Output as a JSON list of strings the lines of the entries below, from the line containing "Each instance of the tarpaulin" through the last line of the entries, inclusive, one string per line and with blank lines omitted.

PROVIDED RECORDS:
• • • • • • •
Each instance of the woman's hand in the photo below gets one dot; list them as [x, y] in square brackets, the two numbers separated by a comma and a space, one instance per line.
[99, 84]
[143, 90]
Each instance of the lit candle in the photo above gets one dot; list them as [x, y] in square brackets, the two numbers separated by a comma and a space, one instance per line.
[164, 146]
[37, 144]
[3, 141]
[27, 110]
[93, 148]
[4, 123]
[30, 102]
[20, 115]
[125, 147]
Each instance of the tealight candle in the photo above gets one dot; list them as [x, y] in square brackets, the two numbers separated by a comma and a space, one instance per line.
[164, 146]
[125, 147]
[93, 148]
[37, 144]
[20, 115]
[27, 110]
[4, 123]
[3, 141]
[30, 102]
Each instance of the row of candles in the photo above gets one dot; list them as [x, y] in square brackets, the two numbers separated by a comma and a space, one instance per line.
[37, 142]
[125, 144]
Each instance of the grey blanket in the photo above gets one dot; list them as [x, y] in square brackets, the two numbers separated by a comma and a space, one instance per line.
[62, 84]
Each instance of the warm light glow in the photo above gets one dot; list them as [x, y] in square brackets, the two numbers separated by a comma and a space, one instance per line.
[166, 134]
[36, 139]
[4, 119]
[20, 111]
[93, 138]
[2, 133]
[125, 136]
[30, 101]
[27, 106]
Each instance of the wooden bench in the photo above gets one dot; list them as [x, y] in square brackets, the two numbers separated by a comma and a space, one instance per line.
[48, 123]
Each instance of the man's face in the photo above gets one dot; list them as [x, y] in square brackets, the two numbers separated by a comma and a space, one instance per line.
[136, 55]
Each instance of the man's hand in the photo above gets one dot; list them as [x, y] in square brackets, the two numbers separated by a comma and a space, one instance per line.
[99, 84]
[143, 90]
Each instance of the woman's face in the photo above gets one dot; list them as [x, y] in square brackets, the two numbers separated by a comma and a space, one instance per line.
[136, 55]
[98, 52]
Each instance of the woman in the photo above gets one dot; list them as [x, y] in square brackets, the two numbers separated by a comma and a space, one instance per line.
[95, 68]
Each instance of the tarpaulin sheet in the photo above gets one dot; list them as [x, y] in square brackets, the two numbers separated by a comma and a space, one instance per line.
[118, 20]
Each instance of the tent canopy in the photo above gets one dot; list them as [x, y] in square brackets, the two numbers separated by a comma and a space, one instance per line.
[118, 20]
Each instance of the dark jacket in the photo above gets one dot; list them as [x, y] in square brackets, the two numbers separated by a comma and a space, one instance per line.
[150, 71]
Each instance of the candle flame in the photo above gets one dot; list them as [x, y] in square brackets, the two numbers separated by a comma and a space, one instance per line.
• • • • • • •
REPLY:
[
  "Each instance of the tarpaulin sheet in the photo above gets one dot; list them as [x, y] in square brackets, the two numbers separated by a comma and a space, one instance per line.",
  "[118, 20]",
  "Each instance of the tent canopy in the photo above gets one dot; list them as [x, y] in square brackets, the two numbers separated by a comma and a space, one instance per line.",
  "[118, 20]",
  "Each instance of the dark jacket in the photo above gets one dot; list them as [x, y] in square brackets, the two numbers separated by a comma and a space, one instance per line.",
  "[150, 71]",
  "Each instance of the candle flame in the photo above gets one dot; list them as [x, y] in square brackets, the two numbers separated by a comma and a space, one instance per line."
]